## Extracted entries
════════

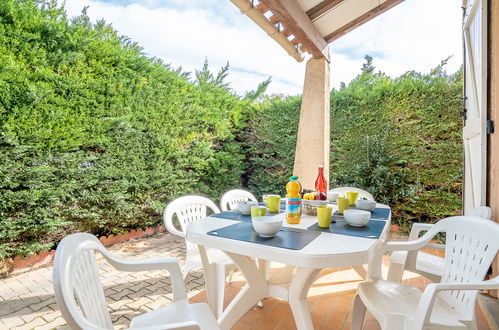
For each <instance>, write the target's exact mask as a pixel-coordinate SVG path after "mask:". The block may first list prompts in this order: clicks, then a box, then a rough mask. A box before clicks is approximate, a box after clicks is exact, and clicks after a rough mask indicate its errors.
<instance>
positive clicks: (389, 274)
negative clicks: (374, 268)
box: [386, 262, 404, 283]
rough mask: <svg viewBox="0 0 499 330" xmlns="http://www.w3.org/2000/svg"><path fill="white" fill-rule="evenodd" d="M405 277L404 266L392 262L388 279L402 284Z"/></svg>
mask: <svg viewBox="0 0 499 330" xmlns="http://www.w3.org/2000/svg"><path fill="white" fill-rule="evenodd" d="M403 275H404V265H403V264H398V263H394V262H391V263H390V266H389V267H388V276H387V277H386V279H387V280H388V281H392V282H399V283H400V282H401V281H402V276H403Z"/></svg>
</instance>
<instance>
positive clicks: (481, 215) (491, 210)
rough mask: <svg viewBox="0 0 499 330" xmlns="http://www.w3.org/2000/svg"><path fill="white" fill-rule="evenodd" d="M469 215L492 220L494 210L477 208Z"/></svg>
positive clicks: (481, 206)
mask: <svg viewBox="0 0 499 330" xmlns="http://www.w3.org/2000/svg"><path fill="white" fill-rule="evenodd" d="M467 215H470V216H473V217H480V218H484V219H487V220H490V219H491V218H492V210H491V209H490V207H488V206H479V207H475V208H474V209H473V210H471V211H470V213H469V214H467Z"/></svg>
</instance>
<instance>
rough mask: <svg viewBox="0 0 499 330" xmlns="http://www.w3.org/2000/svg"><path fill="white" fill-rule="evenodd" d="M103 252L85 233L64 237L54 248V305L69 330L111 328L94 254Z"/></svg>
mask: <svg viewBox="0 0 499 330" xmlns="http://www.w3.org/2000/svg"><path fill="white" fill-rule="evenodd" d="M96 250H97V251H103V250H105V248H104V246H103V245H102V244H101V242H99V240H98V239H97V238H96V237H95V236H93V235H91V234H86V233H79V234H73V235H69V236H67V237H65V238H64V239H63V240H62V241H61V242H60V243H59V245H58V246H57V250H56V253H55V258H54V267H53V281H54V293H55V298H56V301H57V305H58V306H59V309H60V310H61V313H62V316H63V317H64V319H65V320H66V322H67V323H68V325H69V326H70V327H71V328H72V329H91V328H96V327H98V328H104V329H113V324H112V321H111V316H110V315H109V311H108V309H107V304H106V298H105V296H104V290H103V288H102V285H101V283H100V278H99V271H98V268H97V263H96V260H95V251H96Z"/></svg>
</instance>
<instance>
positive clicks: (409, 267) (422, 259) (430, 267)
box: [387, 206, 492, 282]
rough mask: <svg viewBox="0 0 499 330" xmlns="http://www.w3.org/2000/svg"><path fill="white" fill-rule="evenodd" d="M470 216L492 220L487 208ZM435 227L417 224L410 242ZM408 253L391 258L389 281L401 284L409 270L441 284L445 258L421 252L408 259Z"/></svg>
mask: <svg viewBox="0 0 499 330" xmlns="http://www.w3.org/2000/svg"><path fill="white" fill-rule="evenodd" d="M469 215H470V216H477V217H480V218H484V219H487V220H490V218H491V216H492V210H491V209H490V208H489V207H487V206H480V207H477V208H475V209H473V210H471V212H470V213H469ZM432 226H433V225H432V224H429V223H415V224H413V225H412V228H411V232H410V233H409V241H413V240H415V239H418V237H419V234H420V233H421V232H423V231H427V230H429V229H430V228H431V227H432ZM425 247H426V248H430V249H433V250H444V249H445V245H443V244H434V243H430V244H428V246H425ZM407 256H408V252H407V251H395V252H393V253H392V255H391V256H390V266H389V267H388V276H387V280H389V281H394V282H400V281H401V280H402V276H403V274H404V270H408V271H411V272H414V273H417V274H420V275H423V276H424V277H427V278H429V279H430V280H432V281H433V282H440V278H441V277H442V274H443V272H444V267H445V261H444V258H442V257H439V256H436V255H433V254H431V253H426V252H422V251H419V252H418V253H417V257H416V258H407Z"/></svg>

════════

## Task prompt
Retype the listing above exactly. Pictures are not part of the copy.

## Solution for this task
For each <instance>, write the target's exact mask as a pixel-coordinate SVG path after "mask:". The block may first list prompts in this order: clicks, then a box, then a rough mask. A box before clicks is approximate, a box after clicks is exact, and clicks after a rough mask indicate its errors.
<instance>
positive clicks: (389, 274)
negative clicks: (374, 268)
box: [386, 262, 404, 283]
rough mask: <svg viewBox="0 0 499 330" xmlns="http://www.w3.org/2000/svg"><path fill="white" fill-rule="evenodd" d="M405 277L404 266L392 262L388 279L402 284Z"/></svg>
mask: <svg viewBox="0 0 499 330" xmlns="http://www.w3.org/2000/svg"><path fill="white" fill-rule="evenodd" d="M403 275H404V265H403V264H398V263H394V262H391V263H390V266H389V267H388V276H387V277H386V279H387V280H388V281H392V282H399V283H400V282H401V281H402V276H403Z"/></svg>
</instance>
<instance>
positive clicks: (481, 215) (491, 210)
rough mask: <svg viewBox="0 0 499 330" xmlns="http://www.w3.org/2000/svg"><path fill="white" fill-rule="evenodd" d="M469 215L492 220L494 210L477 208Z"/></svg>
positive clicks: (481, 206)
mask: <svg viewBox="0 0 499 330" xmlns="http://www.w3.org/2000/svg"><path fill="white" fill-rule="evenodd" d="M467 215H470V216H473V217H480V218H484V219H487V220H490V219H491V218H492V210H491V209H490V207H488V206H479V207H475V208H474V209H473V210H471V211H470V213H469V214H467Z"/></svg>
</instance>
<instance>
rough mask: <svg viewBox="0 0 499 330" xmlns="http://www.w3.org/2000/svg"><path fill="white" fill-rule="evenodd" d="M103 252L85 233L64 237L54 248V305L69 330L111 328L94 254Z"/></svg>
mask: <svg viewBox="0 0 499 330" xmlns="http://www.w3.org/2000/svg"><path fill="white" fill-rule="evenodd" d="M96 250H97V251H103V250H105V248H104V246H103V245H102V244H101V242H99V240H98V239H97V238H96V237H95V236H93V235H91V234H86V233H79V234H73V235H69V236H67V237H65V238H64V239H63V240H62V241H61V242H60V243H59V245H58V246H57V250H56V253H55V258H54V267H53V281H54V293H55V298H56V301H57V305H58V306H59V309H60V310H61V313H62V316H63V317H64V319H65V320H66V322H67V323H68V325H69V326H70V327H71V328H72V329H91V328H96V327H98V328H104V329H113V324H112V321H111V316H110V315H109V311H108V309H107V304H106V298H105V296H104V290H103V288H102V285H101V283H100V278H99V271H98V268H97V263H96V260H95V251H96Z"/></svg>
</instance>
<instance>
positive clicks: (409, 267) (422, 259) (430, 267)
box: [387, 206, 492, 282]
rough mask: <svg viewBox="0 0 499 330" xmlns="http://www.w3.org/2000/svg"><path fill="white" fill-rule="evenodd" d="M470 216L492 220L487 208ZM435 227L417 224L410 242ZM408 253L391 258L389 281L401 284L409 270L441 284L445 258L421 252L408 259Z"/></svg>
mask: <svg viewBox="0 0 499 330" xmlns="http://www.w3.org/2000/svg"><path fill="white" fill-rule="evenodd" d="M469 215H470V216H477V217H480V218H484V219H487V220H490V218H491V216H492V210H491V209H490V208H489V207H487V206H480V207H477V208H475V209H473V210H471V212H470V213H469ZM432 226H433V225H432V224H429V223H415V224H413V225H412V228H411V232H410V233H409V241H413V240H415V239H418V237H419V234H420V233H421V232H423V231H427V230H429V229H430V228H431V227H432ZM425 247H426V248H430V249H433V250H444V249H445V245H443V244H434V243H430V244H428V246H425ZM407 256H408V252H407V251H395V252H393V253H392V255H391V256H390V266H389V267H388V276H387V280H389V281H394V282H400V281H401V280H402V276H403V274H404V270H408V271H411V272H414V273H417V274H420V275H423V276H424V277H427V278H429V279H430V280H432V281H433V282H440V278H441V277H442V274H443V272H444V267H445V261H444V258H442V257H439V256H436V255H433V254H431V253H426V252H422V251H419V252H418V253H417V257H416V258H407Z"/></svg>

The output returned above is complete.